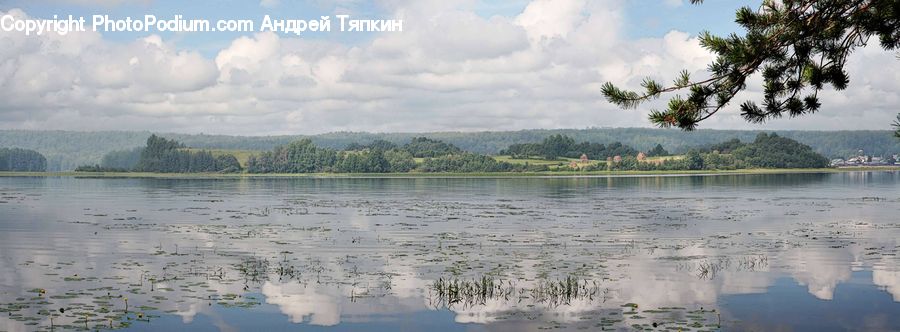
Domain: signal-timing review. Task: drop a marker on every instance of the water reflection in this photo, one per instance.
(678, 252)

* * *

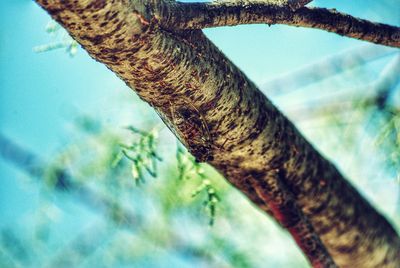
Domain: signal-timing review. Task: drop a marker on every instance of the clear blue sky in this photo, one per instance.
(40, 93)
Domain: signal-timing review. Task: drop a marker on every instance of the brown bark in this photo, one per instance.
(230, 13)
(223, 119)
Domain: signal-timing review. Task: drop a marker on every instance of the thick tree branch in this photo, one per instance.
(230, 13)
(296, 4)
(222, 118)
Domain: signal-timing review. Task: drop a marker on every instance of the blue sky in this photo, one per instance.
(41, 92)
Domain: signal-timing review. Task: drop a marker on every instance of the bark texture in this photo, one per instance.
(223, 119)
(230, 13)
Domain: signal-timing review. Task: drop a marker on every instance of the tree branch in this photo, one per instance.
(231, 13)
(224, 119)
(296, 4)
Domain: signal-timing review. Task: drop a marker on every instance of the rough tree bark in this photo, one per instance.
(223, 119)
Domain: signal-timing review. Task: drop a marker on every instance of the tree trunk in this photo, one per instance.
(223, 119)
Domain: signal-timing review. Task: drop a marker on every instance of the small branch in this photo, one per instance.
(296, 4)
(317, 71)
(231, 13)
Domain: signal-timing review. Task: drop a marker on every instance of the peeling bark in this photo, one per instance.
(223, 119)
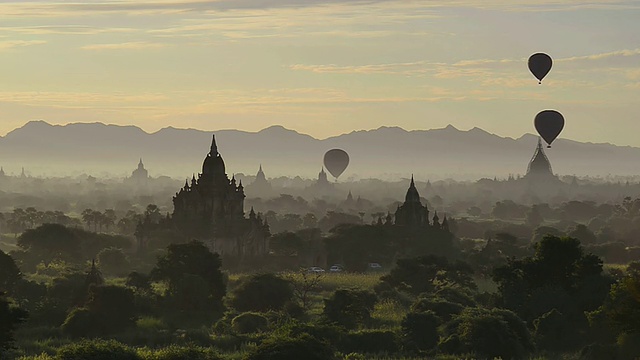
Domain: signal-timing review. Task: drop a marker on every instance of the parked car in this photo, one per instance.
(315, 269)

The task: How many lines in the entries above contain the word "blue"? Case counts, so reply with the number alone.

Response to the task: 2